**** PROVIDED RECORDS
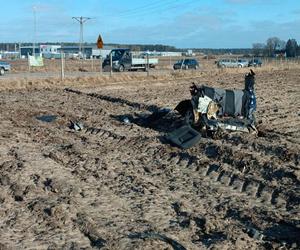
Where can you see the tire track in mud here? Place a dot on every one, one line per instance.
(213, 176)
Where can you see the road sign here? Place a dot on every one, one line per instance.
(100, 42)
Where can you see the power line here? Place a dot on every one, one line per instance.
(150, 9)
(81, 21)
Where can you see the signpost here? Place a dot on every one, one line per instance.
(100, 45)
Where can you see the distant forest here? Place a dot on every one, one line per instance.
(271, 48)
(135, 47)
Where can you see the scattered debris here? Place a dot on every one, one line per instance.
(126, 120)
(77, 126)
(215, 110)
(152, 235)
(47, 118)
(184, 137)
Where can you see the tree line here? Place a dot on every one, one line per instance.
(276, 47)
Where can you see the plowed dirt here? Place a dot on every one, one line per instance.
********
Reproduce the rows word for word, starting with the line that contains "Where can you see the power" and going on through the final line of the rows.

Where can you see the power line here? Place a dot on every one, one line per instance.
(150, 9)
(81, 21)
Where can you see the signpost here? Place a dot on every one, one line per instance.
(100, 45)
Where can you see the distant forest here? Place a dot on every one, one line per instance.
(271, 48)
(135, 47)
Where can you see the scattered debris here? Place a dot on every one, one line per instance.
(126, 120)
(77, 126)
(215, 110)
(152, 235)
(47, 118)
(184, 137)
Where can you see the tree line here? Place a dot on every one, one line per instance.
(276, 47)
Where can you see the plowed dirt here? Place a dot on every one, one line per instance.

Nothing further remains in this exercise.